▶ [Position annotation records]
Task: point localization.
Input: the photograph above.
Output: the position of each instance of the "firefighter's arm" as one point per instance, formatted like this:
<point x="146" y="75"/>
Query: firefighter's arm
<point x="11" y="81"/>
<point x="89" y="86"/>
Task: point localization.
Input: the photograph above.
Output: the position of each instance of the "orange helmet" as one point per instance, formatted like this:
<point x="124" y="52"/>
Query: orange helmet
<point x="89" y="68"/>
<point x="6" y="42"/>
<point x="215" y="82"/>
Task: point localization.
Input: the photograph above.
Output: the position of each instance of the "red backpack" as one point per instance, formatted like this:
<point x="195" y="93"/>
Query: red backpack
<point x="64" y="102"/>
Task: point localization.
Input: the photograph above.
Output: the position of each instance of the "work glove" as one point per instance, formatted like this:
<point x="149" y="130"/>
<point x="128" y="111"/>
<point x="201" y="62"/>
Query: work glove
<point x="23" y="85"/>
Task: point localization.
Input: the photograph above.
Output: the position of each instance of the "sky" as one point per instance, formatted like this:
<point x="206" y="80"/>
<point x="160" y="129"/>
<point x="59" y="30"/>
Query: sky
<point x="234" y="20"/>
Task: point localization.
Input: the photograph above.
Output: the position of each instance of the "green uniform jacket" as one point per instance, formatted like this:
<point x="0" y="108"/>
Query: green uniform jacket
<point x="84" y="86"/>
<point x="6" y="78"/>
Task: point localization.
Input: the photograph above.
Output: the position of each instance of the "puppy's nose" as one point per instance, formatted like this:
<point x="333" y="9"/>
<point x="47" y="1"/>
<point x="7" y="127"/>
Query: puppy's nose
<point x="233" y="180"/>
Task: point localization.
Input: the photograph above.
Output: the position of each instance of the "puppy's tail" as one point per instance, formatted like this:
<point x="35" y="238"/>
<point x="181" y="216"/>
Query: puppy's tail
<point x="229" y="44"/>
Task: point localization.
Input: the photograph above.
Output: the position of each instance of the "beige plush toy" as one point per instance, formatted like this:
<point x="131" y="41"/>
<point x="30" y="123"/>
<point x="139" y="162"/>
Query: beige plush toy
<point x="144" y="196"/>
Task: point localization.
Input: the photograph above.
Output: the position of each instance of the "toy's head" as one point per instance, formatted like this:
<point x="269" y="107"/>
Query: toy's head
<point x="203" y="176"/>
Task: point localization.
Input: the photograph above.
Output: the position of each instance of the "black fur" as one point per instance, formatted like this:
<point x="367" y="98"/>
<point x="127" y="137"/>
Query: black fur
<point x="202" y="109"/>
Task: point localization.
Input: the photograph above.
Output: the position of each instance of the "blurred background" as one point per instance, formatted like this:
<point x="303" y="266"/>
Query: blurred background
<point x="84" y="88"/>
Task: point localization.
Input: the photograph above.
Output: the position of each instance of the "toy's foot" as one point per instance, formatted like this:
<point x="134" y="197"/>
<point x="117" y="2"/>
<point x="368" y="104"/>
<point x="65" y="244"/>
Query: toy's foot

▶ [TASK GOAL]
Your task is to repeat the data exactly, with nothing left out.

▶ [ANSWER FOR THIS EXERCISE]
Task: point localization.
Input: the photograph above.
Output: the position of each instance of the "firefighter's arm" as one point per instance, formatted like this:
<point x="146" y="75"/>
Query: firefighter's arm
<point x="11" y="81"/>
<point x="89" y="86"/>
Task: point localization.
Input: the photograph above.
Output: the position of each instance of the "orange helmet" as one point per instance, formatted like this:
<point x="124" y="52"/>
Query: orange helmet
<point x="89" y="68"/>
<point x="6" y="42"/>
<point x="215" y="82"/>
Task: point localization.
Input: the photograph above.
Output: the position of each instance of the "red backpack" as one point per instance, formatted like this:
<point x="195" y="93"/>
Query: red backpack
<point x="64" y="102"/>
Task: point localization.
Input: the photograph above.
Output: the position of each instance of the "work glove" as one point per instance, formatted like this:
<point x="149" y="130"/>
<point x="128" y="111"/>
<point x="201" y="62"/>
Query: work glove
<point x="23" y="85"/>
Task: point localization.
Input: the photograph above.
Output: the position of each instance of the "sky" as one point per instance, formatted like this:
<point x="206" y="80"/>
<point x="160" y="129"/>
<point x="59" y="30"/>
Query: sky
<point x="234" y="20"/>
Task: point localization.
Input: the photograph above.
Output: the position of each instance of the "green uniform jacket" as one point per instance, formatted like this:
<point x="0" y="108"/>
Query: green uniform jacket
<point x="84" y="86"/>
<point x="6" y="78"/>
Task: point localization.
Input: the photograph above.
Output: the position of each instance of the "puppy's nose" as one point per instance, formatted like this:
<point x="333" y="9"/>
<point x="47" y="1"/>
<point x="7" y="127"/>
Query: puppy's nose
<point x="233" y="180"/>
Task: point localization.
Input: the photograph above.
Output: the position of each instance of the "puppy's tail" as one point per instance, formatted like this:
<point x="35" y="238"/>
<point x="181" y="216"/>
Query: puppy's tail
<point x="229" y="44"/>
Task: point localization.
Input: the photograph above.
Output: the position of each instance of the "beige plush toy" as one point per instance, formatted like this:
<point x="131" y="41"/>
<point x="30" y="123"/>
<point x="139" y="162"/>
Query: beige plush toy
<point x="144" y="196"/>
Task: point localization.
Input: the photograph above.
Output: the position of each instance of the "toy's head" as one point per instance, formatted like this:
<point x="269" y="107"/>
Query: toy's head
<point x="203" y="176"/>
Task: point localization.
Input: the photograph above.
Output: the position of each instance of the "black fur" as one point per instance, formatted like this:
<point x="367" y="98"/>
<point x="127" y="137"/>
Query: black fur
<point x="202" y="109"/>
Task: point localization.
Input: the photograph above.
Output: the position of each instance of the "blurred background" as one point per instance, formatted like this:
<point x="303" y="266"/>
Query: blurred background
<point x="84" y="88"/>
Task: point localization.
Input: the photograph above.
Output: the position of each instance of the "toy's foot" as one point per instance, formatted like this:
<point x="134" y="197"/>
<point x="117" y="2"/>
<point x="368" y="104"/>
<point x="65" y="244"/>
Query: toy's foot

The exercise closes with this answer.